- _TASKS AND EXERCISES_:
(1) In the passage about Michael Franzese, rewrite the part between "But it wasn’t" and "died in jail.", inclusive, putting "gangsters" in place of "mobsters".
(2) List every number written in digits in the passage about Michael Franzese.

But it wasn’t about the money for Mafia boss Michael, who was already earning $8million to $10million A WEEK for the Colombo family through a series of crooked deals.
Two years after the Jackson incident, Fortune magazine named the 50 richest mobsters in America.
Michael Franzese, the youngest on the list, was at No18. Today, 48 of those wealthy Cosa Nostra dons are dead — many of them were gunned down, the others died in jail.
Michael, now 71, is the only one left alive and free after becoming the first high-ranking mobster to walk away from the Mafia without police protection and survive — despite his own FATHER approving a contract to kill him.
The ex-gangster and dad of seven says: “In that life, if you die of old age and you die free you have really accomplished something.
“There’s a lot of respect sometimes but there is a lot of backstabbing and betrayal. Violence is part of life.
“My biggest regrets are the guys that were close to me who got themselves in trouble and I couldn’t save them. If you are messing around with somebody else’s wife or daughter you are dead, that’s it.

- _DATASET ROWS_:
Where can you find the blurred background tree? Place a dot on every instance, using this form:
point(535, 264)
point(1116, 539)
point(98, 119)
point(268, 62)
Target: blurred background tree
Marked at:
---
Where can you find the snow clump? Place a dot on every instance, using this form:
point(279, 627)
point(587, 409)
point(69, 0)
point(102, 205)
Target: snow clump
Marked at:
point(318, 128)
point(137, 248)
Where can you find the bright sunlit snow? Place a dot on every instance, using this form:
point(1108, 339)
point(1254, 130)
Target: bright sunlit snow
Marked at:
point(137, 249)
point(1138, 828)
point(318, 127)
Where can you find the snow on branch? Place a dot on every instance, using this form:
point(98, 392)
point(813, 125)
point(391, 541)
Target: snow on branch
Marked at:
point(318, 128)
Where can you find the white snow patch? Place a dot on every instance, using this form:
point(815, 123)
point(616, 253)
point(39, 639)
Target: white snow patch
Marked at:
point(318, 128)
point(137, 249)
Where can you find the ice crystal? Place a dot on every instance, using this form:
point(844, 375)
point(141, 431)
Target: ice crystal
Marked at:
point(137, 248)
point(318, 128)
...
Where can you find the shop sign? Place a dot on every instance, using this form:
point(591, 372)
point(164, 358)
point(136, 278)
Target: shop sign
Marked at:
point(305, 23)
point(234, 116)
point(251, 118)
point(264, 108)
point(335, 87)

- _COMPLETE ANSWERS_:
(1)
But it wasn’t about the money for Mafia boss Michael, who was already earning $8million to $10million A WEEK for the Colombo family through a series of crooked deals.
Two years after the Jackson incident, Fortune magazine named the 50 richest gangsters in America.
Michael Franzese, the youngest on the list, was at No18. Today, 48 of those wealthy Cosa Nostra dons are dead — many of them were gunned down, the others died in jail.

(2) 8 (in "$8million"), 10 (in "$10million"), 50, 18 (in "No18"), 48, 71